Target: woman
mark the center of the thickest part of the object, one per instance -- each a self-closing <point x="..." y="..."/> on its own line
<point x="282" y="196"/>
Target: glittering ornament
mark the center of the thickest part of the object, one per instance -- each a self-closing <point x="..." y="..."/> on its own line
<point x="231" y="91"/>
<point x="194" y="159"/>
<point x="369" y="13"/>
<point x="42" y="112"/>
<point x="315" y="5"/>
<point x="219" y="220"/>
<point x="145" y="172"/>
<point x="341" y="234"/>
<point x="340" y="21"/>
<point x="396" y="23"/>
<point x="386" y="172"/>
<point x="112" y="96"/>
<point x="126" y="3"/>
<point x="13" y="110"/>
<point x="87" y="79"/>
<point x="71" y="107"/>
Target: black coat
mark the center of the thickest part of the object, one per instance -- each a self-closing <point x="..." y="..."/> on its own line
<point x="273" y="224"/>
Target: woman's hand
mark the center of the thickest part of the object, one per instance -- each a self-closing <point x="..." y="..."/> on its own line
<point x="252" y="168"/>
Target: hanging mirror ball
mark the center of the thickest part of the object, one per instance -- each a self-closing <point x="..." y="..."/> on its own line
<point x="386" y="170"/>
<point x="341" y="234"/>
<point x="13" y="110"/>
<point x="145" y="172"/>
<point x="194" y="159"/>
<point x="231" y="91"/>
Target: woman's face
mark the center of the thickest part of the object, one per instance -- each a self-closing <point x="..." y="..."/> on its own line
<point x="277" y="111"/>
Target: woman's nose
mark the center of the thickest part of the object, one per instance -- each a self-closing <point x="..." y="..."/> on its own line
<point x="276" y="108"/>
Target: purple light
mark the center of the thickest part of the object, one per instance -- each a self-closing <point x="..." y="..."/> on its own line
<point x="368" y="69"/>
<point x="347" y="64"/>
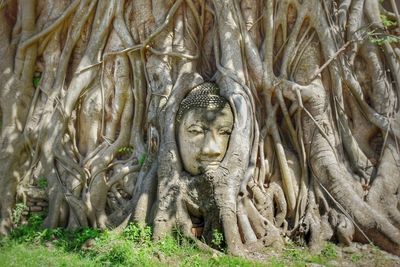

......

Can you rewrite all of the records above as a numbered list, dropping any blank lines and leaving the pictures out?

1. Target: woman
2. mark the center of the thickest part of the object, one per instance -- each a self-closing <point x="..." y="..."/> on its own line
3. <point x="282" y="196"/>
4. Target: glittering ornament
5. mark the center of the thickest part of the object, one per instance -- each a self-closing <point x="..." y="..."/> on its own line
6. <point x="231" y="91"/>
7. <point x="194" y="159"/>
8. <point x="369" y="13"/>
9. <point x="42" y="112"/>
10. <point x="315" y="5"/>
11. <point x="219" y="220"/>
12. <point x="145" y="172"/>
13. <point x="341" y="234"/>
14. <point x="340" y="21"/>
15. <point x="396" y="23"/>
16. <point x="386" y="172"/>
17. <point x="112" y="96"/>
18. <point x="126" y="3"/>
19. <point x="13" y="110"/>
20. <point x="87" y="79"/>
21. <point x="71" y="107"/>
22. Target: black coat
23. mark the center of the thickest part of the object, one per instance -- each a self-closing <point x="..." y="..."/> on its own line
24. <point x="273" y="224"/>
25. Target: woman's hand
26. mark the center of the thickest part of the object, one per instance -- each a self-closing <point x="..." y="..."/> on its own line
27. <point x="252" y="168"/>
28. Target: hanging mirror ball
29. mark the center of the thickest part of the object, one per instance -- each a self-closing <point x="..." y="..."/> on its own line
30. <point x="386" y="170"/>
31. <point x="341" y="234"/>
32. <point x="13" y="110"/>
33. <point x="145" y="172"/>
34. <point x="194" y="159"/>
35. <point x="231" y="91"/>
36. Target: woman's face
37. mark the center of the thickest part of the object, one per instance -- each a self-closing <point x="..." y="..."/> on its own line
38. <point x="277" y="111"/>
39. Target: woman's nose
40. mark the center of the thickest part of the object, one per instance -- each a self-closing <point x="..." y="..."/> on its own line
41. <point x="276" y="108"/>
42. Target: purple light
43. mark the center of the thickest part of the object, one per instance -- each a self-closing <point x="..." y="..."/> on its own line
44. <point x="368" y="69"/>
45. <point x="347" y="64"/>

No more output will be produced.